Supplied data —
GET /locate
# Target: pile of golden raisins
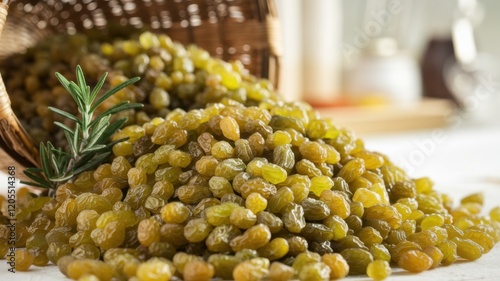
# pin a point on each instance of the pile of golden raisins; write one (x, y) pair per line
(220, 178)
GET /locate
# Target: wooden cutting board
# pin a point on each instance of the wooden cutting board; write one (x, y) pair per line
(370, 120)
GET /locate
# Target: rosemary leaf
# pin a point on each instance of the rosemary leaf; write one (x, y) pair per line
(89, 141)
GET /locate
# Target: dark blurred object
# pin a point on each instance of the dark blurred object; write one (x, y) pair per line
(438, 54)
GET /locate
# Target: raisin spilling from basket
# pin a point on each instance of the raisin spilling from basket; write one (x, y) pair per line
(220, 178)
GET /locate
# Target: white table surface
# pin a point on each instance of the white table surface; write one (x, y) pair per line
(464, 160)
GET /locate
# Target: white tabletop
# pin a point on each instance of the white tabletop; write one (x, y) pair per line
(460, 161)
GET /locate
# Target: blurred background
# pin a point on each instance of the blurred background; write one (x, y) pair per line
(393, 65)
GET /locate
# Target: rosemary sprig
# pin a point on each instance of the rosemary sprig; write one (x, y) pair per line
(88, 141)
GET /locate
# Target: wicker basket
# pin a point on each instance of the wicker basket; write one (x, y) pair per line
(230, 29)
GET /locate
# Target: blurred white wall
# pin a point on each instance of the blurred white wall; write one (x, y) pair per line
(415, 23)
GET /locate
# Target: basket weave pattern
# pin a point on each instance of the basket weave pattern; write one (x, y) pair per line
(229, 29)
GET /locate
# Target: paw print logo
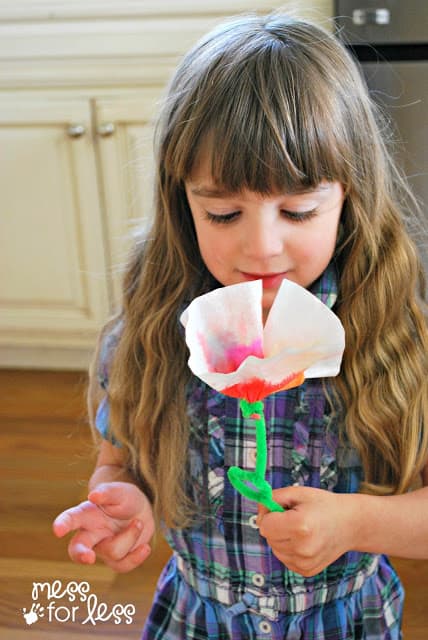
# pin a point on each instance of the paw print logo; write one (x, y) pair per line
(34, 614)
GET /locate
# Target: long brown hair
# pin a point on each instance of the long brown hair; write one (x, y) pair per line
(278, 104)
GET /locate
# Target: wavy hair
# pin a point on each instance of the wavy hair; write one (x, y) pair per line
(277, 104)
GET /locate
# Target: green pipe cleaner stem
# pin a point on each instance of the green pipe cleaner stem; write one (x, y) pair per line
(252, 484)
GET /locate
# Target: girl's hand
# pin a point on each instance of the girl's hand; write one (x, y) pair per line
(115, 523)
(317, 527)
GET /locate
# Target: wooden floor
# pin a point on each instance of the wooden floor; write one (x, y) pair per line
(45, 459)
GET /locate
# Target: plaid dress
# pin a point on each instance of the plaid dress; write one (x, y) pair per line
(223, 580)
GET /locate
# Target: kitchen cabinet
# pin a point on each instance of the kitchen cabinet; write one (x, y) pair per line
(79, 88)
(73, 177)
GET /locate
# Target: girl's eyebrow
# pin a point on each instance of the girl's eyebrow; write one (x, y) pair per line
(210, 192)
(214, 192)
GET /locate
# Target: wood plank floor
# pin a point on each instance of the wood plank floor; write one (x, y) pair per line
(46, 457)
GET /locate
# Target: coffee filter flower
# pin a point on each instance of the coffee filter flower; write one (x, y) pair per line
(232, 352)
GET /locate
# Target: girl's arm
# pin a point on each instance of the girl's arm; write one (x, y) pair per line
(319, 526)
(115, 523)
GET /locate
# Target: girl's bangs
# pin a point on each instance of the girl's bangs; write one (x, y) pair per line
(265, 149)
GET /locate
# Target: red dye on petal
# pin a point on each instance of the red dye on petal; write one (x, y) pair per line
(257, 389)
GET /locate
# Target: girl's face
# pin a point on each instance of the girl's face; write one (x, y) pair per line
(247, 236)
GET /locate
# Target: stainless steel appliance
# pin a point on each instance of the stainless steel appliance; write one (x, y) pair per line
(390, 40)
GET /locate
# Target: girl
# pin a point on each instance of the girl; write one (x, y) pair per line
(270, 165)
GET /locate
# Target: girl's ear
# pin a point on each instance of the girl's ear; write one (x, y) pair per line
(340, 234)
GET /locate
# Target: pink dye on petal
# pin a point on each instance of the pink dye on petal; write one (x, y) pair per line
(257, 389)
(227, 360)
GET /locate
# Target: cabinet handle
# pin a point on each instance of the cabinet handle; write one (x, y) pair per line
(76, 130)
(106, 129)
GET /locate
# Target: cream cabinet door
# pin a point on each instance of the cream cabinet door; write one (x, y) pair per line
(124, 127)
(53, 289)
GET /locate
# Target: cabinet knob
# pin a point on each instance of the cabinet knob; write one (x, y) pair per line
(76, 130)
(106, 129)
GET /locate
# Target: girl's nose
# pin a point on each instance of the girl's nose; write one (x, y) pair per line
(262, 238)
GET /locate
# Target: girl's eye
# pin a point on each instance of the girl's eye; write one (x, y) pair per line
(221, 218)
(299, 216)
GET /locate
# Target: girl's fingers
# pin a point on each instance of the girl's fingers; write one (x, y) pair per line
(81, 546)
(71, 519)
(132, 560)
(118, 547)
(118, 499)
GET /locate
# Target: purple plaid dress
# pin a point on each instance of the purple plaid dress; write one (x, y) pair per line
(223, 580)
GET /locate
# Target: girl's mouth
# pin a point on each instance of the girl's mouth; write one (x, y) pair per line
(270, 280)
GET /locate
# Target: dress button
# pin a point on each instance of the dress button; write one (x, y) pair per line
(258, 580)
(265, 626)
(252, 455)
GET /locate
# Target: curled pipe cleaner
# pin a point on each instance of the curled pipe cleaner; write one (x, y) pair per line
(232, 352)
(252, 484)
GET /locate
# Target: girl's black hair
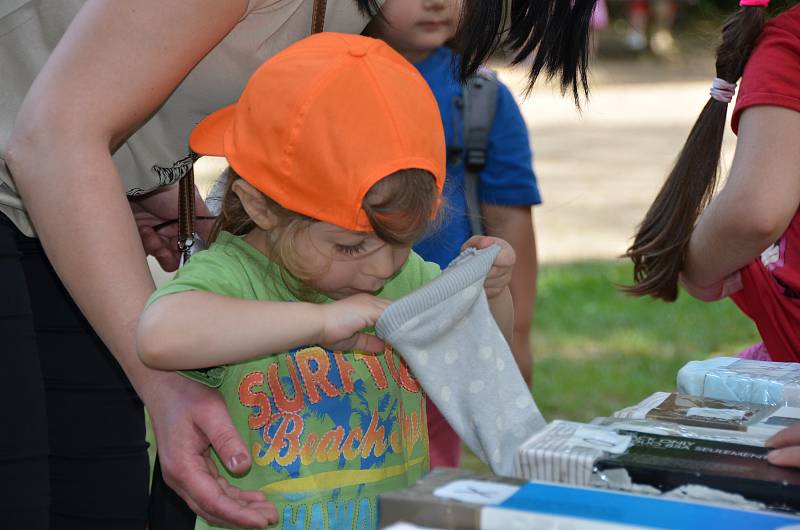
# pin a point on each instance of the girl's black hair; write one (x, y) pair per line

==

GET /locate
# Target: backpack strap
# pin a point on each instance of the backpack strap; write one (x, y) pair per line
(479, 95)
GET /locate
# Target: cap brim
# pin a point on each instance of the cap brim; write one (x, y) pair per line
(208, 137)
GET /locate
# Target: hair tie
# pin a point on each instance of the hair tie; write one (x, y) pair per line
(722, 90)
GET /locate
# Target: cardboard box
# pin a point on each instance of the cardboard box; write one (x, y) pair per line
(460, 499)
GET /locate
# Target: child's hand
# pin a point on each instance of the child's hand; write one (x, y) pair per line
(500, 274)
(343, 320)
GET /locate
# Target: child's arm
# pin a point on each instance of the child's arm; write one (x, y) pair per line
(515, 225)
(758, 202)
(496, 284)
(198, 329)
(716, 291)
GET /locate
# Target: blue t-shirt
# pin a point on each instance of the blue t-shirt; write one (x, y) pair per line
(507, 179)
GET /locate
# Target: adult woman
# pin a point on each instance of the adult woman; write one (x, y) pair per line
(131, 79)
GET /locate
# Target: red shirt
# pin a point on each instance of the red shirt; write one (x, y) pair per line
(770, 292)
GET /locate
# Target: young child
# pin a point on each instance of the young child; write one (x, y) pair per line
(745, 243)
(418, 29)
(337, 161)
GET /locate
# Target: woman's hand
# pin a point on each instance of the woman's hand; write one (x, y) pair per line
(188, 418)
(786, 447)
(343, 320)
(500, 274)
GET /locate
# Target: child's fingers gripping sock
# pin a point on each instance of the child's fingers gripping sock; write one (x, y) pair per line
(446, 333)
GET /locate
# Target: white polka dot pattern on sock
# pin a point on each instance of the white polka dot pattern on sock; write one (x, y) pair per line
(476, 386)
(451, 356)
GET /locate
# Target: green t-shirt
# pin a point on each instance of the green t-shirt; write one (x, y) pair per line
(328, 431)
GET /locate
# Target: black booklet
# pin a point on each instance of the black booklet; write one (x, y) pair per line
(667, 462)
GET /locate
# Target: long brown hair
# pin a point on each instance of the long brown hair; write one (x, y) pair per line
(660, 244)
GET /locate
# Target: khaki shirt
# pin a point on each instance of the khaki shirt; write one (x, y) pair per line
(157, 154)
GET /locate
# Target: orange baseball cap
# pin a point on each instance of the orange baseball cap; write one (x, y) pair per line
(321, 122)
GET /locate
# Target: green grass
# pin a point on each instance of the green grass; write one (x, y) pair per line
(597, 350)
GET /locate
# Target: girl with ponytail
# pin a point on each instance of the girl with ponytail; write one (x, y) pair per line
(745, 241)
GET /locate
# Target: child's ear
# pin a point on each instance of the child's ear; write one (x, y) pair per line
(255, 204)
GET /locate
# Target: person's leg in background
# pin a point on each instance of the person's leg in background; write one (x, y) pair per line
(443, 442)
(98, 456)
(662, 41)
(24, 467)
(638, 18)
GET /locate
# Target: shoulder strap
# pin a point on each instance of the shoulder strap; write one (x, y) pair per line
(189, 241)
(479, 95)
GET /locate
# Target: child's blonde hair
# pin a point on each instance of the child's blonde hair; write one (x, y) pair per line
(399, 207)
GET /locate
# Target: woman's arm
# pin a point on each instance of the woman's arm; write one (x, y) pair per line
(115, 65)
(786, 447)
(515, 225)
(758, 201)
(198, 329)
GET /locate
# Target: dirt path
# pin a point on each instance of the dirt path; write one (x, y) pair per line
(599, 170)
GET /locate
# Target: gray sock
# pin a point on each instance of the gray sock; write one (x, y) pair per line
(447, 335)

Your task —
Would you please copy, word for word, everything above from the line containing "# pin a point on each instance of the girl's ear;" down to the line containing "# Target: cabinet handle", those two lines included?

Answer to this task —
# pin a point on each instance of the girl's ear; write one (x, y) pair per line
(340, 234)
GET /locate
# Target: pink dye on petal
# pin a point on each instance of the pink dye on petal; write one (x, y) pair per line
(257, 389)
(227, 360)
GET /locate
# Target: cabinet handle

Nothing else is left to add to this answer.